● Request
Which lines in the items below contain the word "frame"? Copy each of them.

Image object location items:
/---

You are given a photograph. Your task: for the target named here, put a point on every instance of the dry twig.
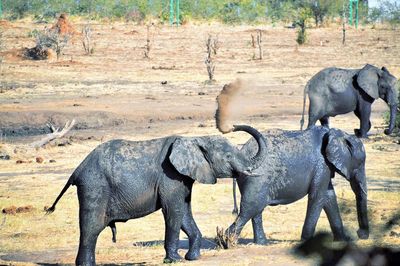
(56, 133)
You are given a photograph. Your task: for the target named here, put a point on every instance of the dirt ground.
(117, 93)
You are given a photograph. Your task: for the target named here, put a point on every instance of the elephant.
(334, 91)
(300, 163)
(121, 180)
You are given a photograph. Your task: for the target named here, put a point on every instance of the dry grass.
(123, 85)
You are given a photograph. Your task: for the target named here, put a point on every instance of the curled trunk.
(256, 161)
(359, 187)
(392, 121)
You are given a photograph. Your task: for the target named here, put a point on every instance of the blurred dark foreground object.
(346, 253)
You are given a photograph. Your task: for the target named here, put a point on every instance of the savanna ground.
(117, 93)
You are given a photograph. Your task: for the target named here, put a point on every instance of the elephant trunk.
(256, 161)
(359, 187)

\---
/---

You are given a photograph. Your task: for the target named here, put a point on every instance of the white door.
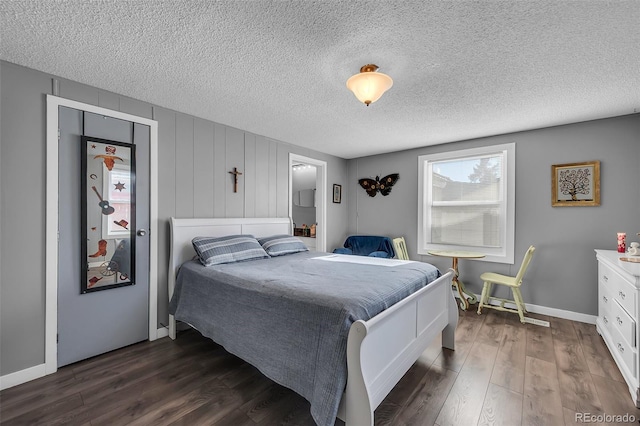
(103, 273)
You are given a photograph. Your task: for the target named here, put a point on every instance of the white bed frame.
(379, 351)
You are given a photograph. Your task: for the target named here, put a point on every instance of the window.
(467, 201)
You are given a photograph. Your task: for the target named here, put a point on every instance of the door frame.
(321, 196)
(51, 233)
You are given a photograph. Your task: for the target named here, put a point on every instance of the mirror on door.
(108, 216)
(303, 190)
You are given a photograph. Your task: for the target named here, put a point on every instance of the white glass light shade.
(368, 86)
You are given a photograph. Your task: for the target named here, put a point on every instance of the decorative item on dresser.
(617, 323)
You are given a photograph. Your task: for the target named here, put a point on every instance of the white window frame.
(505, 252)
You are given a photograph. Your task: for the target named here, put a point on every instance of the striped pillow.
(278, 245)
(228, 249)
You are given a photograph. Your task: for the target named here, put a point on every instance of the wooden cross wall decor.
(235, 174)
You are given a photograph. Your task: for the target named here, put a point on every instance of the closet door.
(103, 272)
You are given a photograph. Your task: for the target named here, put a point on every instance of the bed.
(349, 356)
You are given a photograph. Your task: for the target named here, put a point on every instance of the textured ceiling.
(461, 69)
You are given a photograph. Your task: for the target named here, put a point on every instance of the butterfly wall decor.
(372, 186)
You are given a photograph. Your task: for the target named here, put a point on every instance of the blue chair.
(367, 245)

\---

● The response
You are given a photograph. Your task: for the target named here, put a point on every instance of the white bed frame.
You are given a photograph. Your task: for the target named here, put a point on every instance of the door frame.
You are given a photograph. Your task: for the target named here, put a point on every instance of the white window frame.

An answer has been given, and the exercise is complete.